----- The input

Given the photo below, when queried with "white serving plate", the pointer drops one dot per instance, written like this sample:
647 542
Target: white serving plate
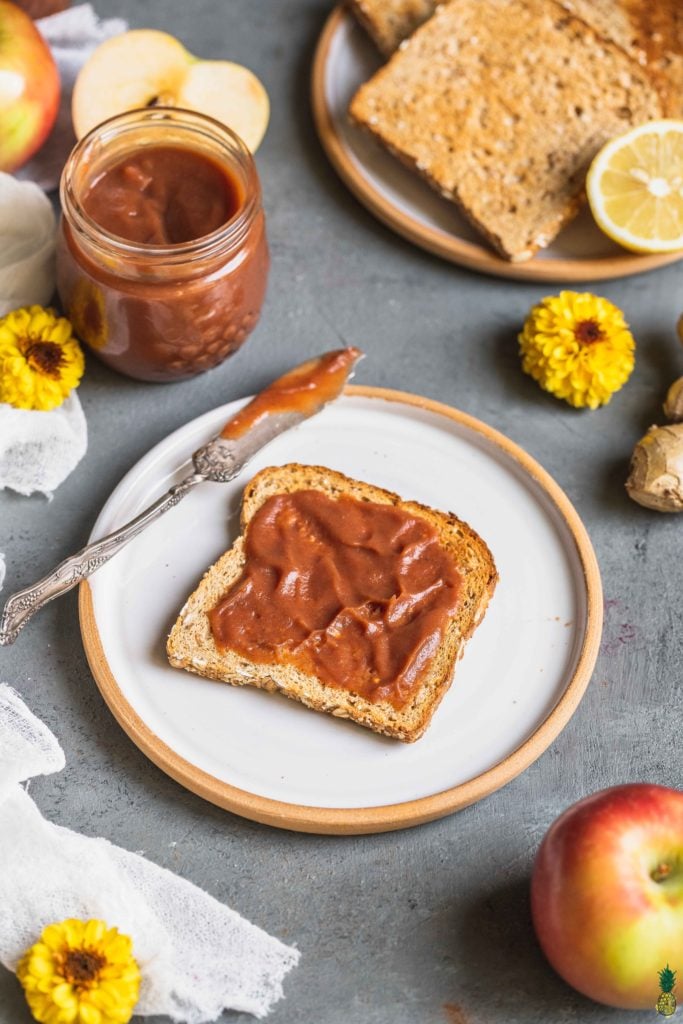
344 59
272 760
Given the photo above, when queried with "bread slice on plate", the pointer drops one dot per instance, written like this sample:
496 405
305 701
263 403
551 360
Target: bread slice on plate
650 31
501 105
191 645
389 22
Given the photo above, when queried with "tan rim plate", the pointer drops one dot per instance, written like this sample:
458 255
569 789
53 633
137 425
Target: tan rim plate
348 150
413 812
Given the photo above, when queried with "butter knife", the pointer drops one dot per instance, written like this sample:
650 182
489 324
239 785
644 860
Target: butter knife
287 401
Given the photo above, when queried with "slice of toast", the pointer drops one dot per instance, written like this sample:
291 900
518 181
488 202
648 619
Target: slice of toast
458 103
190 644
389 22
651 32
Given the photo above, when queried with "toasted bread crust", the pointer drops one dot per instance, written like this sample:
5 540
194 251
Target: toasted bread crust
454 107
190 644
649 31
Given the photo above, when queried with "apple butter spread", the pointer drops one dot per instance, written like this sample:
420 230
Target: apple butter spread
305 389
162 256
357 593
163 196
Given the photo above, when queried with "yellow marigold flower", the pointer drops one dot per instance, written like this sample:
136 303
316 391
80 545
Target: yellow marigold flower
40 359
80 972
579 347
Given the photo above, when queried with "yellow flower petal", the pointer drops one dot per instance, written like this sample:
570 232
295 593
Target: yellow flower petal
40 360
578 346
80 973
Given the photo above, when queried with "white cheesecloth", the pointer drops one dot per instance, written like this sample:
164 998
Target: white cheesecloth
197 956
39 450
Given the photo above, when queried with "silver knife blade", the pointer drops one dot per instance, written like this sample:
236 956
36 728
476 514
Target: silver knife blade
288 401
295 396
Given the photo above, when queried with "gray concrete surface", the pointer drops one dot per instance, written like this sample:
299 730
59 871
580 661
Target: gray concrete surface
428 926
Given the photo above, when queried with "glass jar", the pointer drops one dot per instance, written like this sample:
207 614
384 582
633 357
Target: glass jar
162 312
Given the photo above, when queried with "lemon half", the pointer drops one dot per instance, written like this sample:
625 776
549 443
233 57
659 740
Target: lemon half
635 187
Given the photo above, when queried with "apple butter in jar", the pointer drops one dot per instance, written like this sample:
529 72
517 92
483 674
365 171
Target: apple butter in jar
162 256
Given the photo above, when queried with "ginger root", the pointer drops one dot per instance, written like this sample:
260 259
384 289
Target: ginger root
673 407
655 479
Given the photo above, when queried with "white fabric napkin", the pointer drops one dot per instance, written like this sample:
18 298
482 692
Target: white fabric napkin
39 450
197 956
27 245
72 35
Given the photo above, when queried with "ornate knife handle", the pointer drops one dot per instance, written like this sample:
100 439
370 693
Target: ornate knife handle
25 603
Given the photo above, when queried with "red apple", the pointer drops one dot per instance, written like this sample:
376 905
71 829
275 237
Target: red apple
607 893
29 87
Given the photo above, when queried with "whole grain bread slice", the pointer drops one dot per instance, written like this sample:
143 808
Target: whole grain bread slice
650 31
501 105
389 22
190 644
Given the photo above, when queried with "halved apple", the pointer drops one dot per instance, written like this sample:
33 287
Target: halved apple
145 68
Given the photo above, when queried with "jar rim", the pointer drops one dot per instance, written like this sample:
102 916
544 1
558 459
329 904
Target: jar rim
226 237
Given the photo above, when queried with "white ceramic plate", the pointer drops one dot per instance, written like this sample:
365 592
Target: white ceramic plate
273 760
344 59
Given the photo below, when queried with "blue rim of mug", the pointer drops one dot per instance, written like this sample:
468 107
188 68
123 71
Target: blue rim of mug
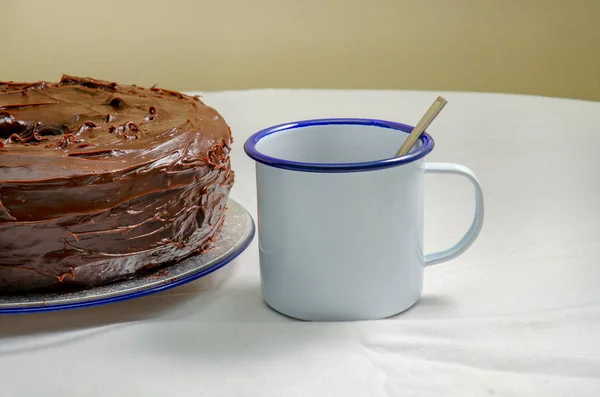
427 144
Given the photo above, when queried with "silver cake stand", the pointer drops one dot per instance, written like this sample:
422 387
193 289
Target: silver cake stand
236 235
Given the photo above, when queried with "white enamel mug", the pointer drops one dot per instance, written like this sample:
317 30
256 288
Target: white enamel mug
340 220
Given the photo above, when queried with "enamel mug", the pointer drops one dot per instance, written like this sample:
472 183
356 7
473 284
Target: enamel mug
340 220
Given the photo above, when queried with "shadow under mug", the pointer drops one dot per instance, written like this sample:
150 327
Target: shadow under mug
340 220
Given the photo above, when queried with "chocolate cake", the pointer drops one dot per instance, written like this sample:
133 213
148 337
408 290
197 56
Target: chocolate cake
99 180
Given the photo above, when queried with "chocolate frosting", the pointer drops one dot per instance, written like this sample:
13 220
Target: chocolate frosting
99 180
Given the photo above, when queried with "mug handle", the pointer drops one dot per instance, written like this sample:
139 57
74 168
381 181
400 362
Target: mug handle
465 242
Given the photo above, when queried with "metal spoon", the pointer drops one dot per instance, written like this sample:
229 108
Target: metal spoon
427 118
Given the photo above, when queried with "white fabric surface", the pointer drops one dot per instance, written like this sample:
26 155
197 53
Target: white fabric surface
517 315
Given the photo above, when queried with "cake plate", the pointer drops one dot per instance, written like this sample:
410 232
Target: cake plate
236 234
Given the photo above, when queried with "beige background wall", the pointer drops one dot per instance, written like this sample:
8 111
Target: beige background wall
543 47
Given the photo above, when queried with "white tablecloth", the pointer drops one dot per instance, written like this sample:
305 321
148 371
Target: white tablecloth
517 315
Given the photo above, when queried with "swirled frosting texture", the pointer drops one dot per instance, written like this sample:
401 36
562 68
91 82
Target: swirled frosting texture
99 180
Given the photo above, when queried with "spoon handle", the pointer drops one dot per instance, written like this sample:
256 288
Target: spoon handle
427 118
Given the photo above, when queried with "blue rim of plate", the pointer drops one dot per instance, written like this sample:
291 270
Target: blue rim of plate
427 144
236 213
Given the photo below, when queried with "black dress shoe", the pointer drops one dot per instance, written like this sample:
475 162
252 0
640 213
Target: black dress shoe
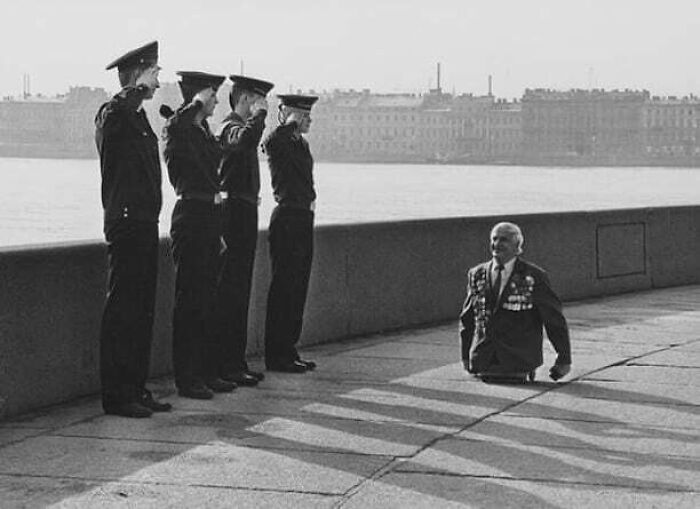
241 379
133 409
310 365
287 367
255 374
155 406
195 391
220 385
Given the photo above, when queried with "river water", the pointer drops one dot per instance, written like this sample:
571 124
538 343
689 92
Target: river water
47 200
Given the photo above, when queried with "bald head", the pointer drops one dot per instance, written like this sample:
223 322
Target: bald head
506 242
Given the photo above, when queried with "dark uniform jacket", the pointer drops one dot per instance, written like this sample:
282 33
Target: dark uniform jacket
128 149
291 166
240 169
191 153
510 330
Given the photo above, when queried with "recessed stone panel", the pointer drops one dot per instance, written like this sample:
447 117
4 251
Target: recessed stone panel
621 249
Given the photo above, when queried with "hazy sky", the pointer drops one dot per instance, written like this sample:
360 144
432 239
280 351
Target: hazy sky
385 45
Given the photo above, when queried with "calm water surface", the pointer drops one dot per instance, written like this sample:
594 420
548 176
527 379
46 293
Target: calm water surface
47 200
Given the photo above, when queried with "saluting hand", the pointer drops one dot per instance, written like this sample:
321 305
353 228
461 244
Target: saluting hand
149 78
204 95
259 104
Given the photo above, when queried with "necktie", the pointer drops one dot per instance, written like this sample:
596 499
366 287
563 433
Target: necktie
497 283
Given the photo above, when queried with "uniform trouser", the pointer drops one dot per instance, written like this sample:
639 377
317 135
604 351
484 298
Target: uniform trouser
127 322
195 247
240 233
291 252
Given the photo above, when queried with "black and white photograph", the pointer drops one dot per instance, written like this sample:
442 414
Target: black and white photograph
350 254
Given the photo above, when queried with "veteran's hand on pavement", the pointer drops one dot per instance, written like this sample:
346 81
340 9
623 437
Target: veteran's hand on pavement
559 371
294 116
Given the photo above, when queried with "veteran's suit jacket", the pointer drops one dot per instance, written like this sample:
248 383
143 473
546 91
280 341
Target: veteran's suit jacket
509 331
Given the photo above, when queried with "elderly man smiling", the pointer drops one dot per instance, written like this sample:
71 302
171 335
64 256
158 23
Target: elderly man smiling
509 300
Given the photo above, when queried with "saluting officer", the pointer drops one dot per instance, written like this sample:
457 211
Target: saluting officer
192 155
239 137
290 233
131 198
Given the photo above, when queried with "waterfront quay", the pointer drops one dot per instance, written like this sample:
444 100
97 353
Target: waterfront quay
392 420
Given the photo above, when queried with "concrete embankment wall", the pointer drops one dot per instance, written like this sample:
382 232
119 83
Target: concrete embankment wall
366 278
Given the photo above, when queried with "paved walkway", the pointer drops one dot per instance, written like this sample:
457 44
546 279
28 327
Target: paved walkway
392 421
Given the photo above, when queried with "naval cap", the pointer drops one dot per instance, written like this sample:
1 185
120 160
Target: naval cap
146 54
300 102
200 80
261 87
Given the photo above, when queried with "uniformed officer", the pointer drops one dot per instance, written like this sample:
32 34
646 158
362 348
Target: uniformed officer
192 155
239 137
290 233
131 198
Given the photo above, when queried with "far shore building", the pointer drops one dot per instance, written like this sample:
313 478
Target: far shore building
586 126
59 126
672 129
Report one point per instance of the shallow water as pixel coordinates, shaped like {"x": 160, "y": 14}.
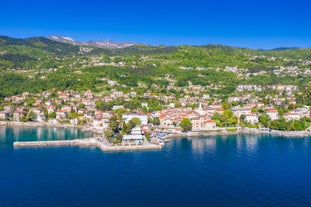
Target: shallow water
{"x": 215, "y": 171}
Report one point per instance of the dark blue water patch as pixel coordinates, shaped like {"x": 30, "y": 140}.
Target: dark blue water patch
{"x": 206, "y": 171}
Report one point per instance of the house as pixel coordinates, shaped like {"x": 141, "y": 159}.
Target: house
{"x": 98, "y": 123}
{"x": 302, "y": 111}
{"x": 132, "y": 139}
{"x": 4, "y": 115}
{"x": 61, "y": 114}
{"x": 17, "y": 116}
{"x": 291, "y": 116}
{"x": 210, "y": 124}
{"x": 142, "y": 117}
{"x": 39, "y": 117}
{"x": 238, "y": 111}
{"x": 136, "y": 131}
{"x": 272, "y": 113}
{"x": 251, "y": 118}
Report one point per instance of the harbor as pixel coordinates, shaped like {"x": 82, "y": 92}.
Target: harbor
{"x": 98, "y": 142}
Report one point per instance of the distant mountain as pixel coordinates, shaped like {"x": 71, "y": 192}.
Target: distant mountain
{"x": 99, "y": 43}
{"x": 285, "y": 48}
{"x": 67, "y": 40}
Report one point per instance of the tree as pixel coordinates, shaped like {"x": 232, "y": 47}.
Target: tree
{"x": 186, "y": 125}
{"x": 156, "y": 121}
{"x": 52, "y": 115}
{"x": 136, "y": 121}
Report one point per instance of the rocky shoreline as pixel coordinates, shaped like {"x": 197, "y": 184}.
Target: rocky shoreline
{"x": 46, "y": 124}
{"x": 241, "y": 131}
{"x": 98, "y": 142}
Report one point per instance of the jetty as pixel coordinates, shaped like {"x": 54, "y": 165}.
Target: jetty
{"x": 98, "y": 142}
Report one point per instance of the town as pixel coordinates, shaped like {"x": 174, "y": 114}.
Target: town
{"x": 122, "y": 124}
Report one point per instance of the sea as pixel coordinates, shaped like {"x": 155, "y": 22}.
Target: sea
{"x": 243, "y": 170}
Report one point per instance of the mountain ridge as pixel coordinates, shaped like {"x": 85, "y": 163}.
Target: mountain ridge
{"x": 95, "y": 43}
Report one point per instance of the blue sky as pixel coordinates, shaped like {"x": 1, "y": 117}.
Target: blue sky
{"x": 244, "y": 23}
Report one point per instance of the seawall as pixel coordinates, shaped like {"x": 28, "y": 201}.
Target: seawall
{"x": 89, "y": 142}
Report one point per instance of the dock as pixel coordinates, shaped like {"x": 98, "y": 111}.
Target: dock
{"x": 98, "y": 142}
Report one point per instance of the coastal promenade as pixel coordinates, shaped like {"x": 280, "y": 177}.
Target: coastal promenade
{"x": 98, "y": 142}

----------

### Exercise requirements
In the entries above, find every line holding the word "below" and copy it out.

### Reply to the task
Given the photo below, when queried with "white serving plate", the pointer drops one dot per instance, written like this sample:
Given the photo below, when queried with "blue rim of mug", the pointer drops one dot per instance, written like this sample:
Given the photo below, when queried with "black dress shoe", the pointer drops one dot per instance, written like this sample:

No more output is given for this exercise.